§ Goal:
Please retype the whole listing below word for word, keeping every line in its original order.

-- Begin Records to process --

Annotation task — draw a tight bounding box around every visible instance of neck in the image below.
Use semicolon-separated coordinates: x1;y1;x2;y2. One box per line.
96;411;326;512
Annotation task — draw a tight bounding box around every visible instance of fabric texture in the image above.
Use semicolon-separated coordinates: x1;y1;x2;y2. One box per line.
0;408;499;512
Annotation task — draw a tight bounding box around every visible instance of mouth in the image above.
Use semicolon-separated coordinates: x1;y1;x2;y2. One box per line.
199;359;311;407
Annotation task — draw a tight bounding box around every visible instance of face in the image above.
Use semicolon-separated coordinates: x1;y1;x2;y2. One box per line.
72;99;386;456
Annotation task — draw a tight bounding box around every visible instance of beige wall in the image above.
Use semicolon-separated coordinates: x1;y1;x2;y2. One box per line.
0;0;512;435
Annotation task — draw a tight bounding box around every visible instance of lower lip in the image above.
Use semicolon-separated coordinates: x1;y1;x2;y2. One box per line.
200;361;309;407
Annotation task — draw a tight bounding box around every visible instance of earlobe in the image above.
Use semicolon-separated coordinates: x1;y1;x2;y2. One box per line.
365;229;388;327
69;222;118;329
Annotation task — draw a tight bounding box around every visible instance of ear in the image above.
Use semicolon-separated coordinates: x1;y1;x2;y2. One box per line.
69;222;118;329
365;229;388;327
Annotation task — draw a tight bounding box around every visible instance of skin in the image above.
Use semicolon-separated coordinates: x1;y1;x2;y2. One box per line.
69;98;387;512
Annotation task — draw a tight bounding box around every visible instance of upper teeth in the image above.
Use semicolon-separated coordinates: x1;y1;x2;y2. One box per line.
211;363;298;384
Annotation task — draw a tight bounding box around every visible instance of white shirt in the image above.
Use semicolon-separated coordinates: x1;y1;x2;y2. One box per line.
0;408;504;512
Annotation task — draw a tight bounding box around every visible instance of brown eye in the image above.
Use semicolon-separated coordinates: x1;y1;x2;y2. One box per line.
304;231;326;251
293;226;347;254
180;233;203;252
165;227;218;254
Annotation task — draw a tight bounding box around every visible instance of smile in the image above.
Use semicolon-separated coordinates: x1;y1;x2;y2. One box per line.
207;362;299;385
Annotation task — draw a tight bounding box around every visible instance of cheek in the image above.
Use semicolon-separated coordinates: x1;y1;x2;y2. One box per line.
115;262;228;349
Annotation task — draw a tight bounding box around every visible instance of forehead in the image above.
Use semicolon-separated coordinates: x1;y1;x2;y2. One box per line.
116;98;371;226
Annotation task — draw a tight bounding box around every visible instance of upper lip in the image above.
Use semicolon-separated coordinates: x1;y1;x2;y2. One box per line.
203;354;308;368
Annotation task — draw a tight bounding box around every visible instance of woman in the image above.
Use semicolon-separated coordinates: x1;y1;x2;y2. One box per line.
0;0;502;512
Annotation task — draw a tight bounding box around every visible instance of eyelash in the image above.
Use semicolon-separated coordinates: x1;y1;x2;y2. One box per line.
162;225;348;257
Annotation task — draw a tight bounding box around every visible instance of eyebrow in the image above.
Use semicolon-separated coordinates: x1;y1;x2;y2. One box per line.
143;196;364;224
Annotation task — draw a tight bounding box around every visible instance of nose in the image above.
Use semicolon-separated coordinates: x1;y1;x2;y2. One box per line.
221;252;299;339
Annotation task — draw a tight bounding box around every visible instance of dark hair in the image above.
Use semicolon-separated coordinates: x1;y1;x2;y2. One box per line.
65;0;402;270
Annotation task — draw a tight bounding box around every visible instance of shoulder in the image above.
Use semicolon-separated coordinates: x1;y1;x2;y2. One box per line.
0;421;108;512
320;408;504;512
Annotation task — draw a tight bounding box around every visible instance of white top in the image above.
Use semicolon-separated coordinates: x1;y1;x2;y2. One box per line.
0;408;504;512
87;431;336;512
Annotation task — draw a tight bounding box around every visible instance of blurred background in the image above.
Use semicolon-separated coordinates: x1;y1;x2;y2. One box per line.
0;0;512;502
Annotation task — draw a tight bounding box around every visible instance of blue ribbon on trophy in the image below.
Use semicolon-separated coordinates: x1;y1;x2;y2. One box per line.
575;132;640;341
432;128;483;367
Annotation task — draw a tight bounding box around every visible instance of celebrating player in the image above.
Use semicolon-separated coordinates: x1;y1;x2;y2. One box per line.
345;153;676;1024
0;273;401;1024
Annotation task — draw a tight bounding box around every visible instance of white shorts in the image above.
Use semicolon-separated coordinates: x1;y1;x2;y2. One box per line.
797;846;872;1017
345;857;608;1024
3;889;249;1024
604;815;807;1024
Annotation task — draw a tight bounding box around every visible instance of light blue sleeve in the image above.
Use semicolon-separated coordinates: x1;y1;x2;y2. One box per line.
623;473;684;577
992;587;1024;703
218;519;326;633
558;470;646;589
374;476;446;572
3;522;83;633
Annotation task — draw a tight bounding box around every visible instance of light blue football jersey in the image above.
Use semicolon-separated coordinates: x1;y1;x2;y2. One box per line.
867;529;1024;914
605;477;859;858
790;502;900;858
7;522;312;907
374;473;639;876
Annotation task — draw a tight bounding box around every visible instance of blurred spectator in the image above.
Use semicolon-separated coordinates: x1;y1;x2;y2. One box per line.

-- End Records to process --

§ Result of this exercise:
Annotation task — draw a tight bounding box around every visible instance of neck in the image below.
Use semicolon-separated coordinates: x1;y1;x2;y2. One box per line.
96;411;326;512
Annotation task — draw a tight bounding box around every visible instance of fabric texture in the image above.
Use semicolon-separated coordinates: x1;y1;x2;y2. One box per line.
0;408;499;512
Annotation task — draw a tight bounding box around every visible instance of mouth in the image above.
Use semicolon-separated coordinates: x1;y1;x2;y2. One box per line.
199;359;311;407
Annotation task — draw a tight bounding box around every visible instance of face in the image above.
Use semicolon-separated coordinates: x1;y1;x2;y2. One box per line.
72;99;386;456
Annotation task — draw a tight bounding box around every visible instance of beige wall in the image above.
Use semicolon-separated coordinates: x1;y1;x2;y2. One box per line.
0;0;512;435
Annotation task — draw a tight bounding box around every visible instance of lower lip in the image above.
Use semicolon-separated coordinates: x1;y1;x2;y2. One box per line.
200;361;309;407
Annotation task — draw a tight bounding box around every visible instance of earlobe in the image above.
Use semicolon-separated coordinates: x1;y1;x2;y2. One box per line.
365;229;388;327
69;222;118;329
Annotation task — draw a tight bounding box around every visible instance of ear in the image above.
Use semicolon-separated coordinates: x1;y1;x2;y2. One box per line.
69;222;118;329
365;229;388;327
Annotation task — draw a tight bounding box around every visible instance of skin in the image above.
Use semicolon-separated coordinates: x1;y1;x2;y2. One box per line.
69;98;387;512
Annotation task — draw a tight bounding box around every visible instance of upper teeth in the image above.
Use semicolon-separated coordinates: x1;y1;x2;y2. One box per line.
211;363;298;384
Annotation task — draw a tight bounding box around every visible instance of white shirt in the image above.
Use semicolon-separated coordinates: x1;y1;x2;y2. One box per line.
0;408;504;512
Annotation task — draw a tight bounding box around every visible instance of brown eye in the image above.
Use semicolon-separated coordinates: x1;y1;x2;y2. One box per line.
304;231;326;251
293;226;347;254
180;233;203;252
165;227;218;254
Annotation task — draw a tight bounding box around every visible instance of smile in the image above.
Use semicolon-separated coordinates: x1;y1;x2;y2. One box per line.
207;362;299;385
Annotation task — draw a tight bounding box around every visible instance of cheek in the image above.
Use semicolon-separated coordinates: x1;y1;x2;y2. One box per line.
115;262;228;349
Annotation task — draw a tight bounding box around every visible instance of forehead in the image above.
Use semicolon-separated coordinates: x1;y1;x2;y2. One box per line.
116;98;371;226
Annotation task — draw a tight bounding box around every visible instance of upper lip in the image above.
Use semicolon-separated coordinates: x1;y1;x2;y2. One box per line.
203;354;308;368
Annotation task — draw a tight bounding box around every visible instance of woman in the image above.
Use semicolon-separated coordinates: x1;y1;x2;y2. One box per line.
0;0;502;512
Annotation task — draw a tight bounding box around every visible instance of eyelash in the image above.
Use semicolon-separated coordinates: x1;y1;x2;y2. One box per line.
162;225;348;257
Annotation task — draw a tight bounding box around every visible instance of eyebrow in the image above.
Use semicolon-separated coordinates: x1;y1;x2;y2. One box per line.
143;196;364;224
Annotation task — draw a tight bounding box around every visible instance of nose in the image above.
Use semicolon-separated coordinates: x1;y1;x2;y2. One box per line.
221;252;299;339
Annotation task — draw a tight bounding box around every visible instance of dark hair in the image above.
Use semicolon-separated coordinates: x1;y1;x2;y2. One box per line.
65;0;402;270
Annotation task — draw a tight bounding box around every visible instance of shoulder in the image above.
Use semicolon-separated coordinates: x1;y1;x2;y2. One box per line.
0;421;108;512
320;408;504;512
Annotation task — draw a tight bounding box around every visible instance of white top in the image above.
Use semicolon-separated coordinates: x1;y1;x2;y2. One box per line.
0;408;504;512
87;431;336;512
Annotation task — draw a tight bounding box around every visible instance of blurred background in the image above.
Use semicolon-separated coordinates: x1;y1;x2;y2. One box per line.
0;0;512;502
Annotation task — draw a tight bounding box around every visible instance of blue ribbon on trophy in the image below.
Use semicolon-separated coordinates: x1;y1;x2;y2. One box per line.
575;132;640;341
432;128;483;367
Annotation task — draw a tight bounding box around every visible instance of celebrating player in the image above.
Use semicolon-separated coordinates: x1;y1;x2;y2. One box per line.
345;153;676;1024
0;273;401;1024
Annotation task — draw a tight bounding box around every visible instance of white shorts in the image above.
Use semicolon-separated coordinates: x1;y1;x2;y2. One box per line.
797;846;872;1017
345;857;608;1024
3;889;249;1024
604;815;807;1024
Annotation task — draw a tight bounding box around every visible instance of light blue sleeve in the image above.
Use semicolon-separated coordinates: x1;y1;x2;y2. One box per line.
623;473;684;577
992;587;1024;703
218;519;326;633
558;470;646;589
374;476;446;572
3;522;83;633
Annotation task — draw a tight bounding box around every visible instance of light blue football jersey in the image above.
Use semicolon-separated coordinates: x1;y1;x2;y2. One box per line.
867;529;1024;914
605;477;859;858
790;502;900;858
7;522;312;907
374;473;639;876
Annotation task — draw a tight bounding box around every visible instance of blurred spectator in the image above.
Use semicolon-separated coordinates: x1;y1;x2;y2. One box per line.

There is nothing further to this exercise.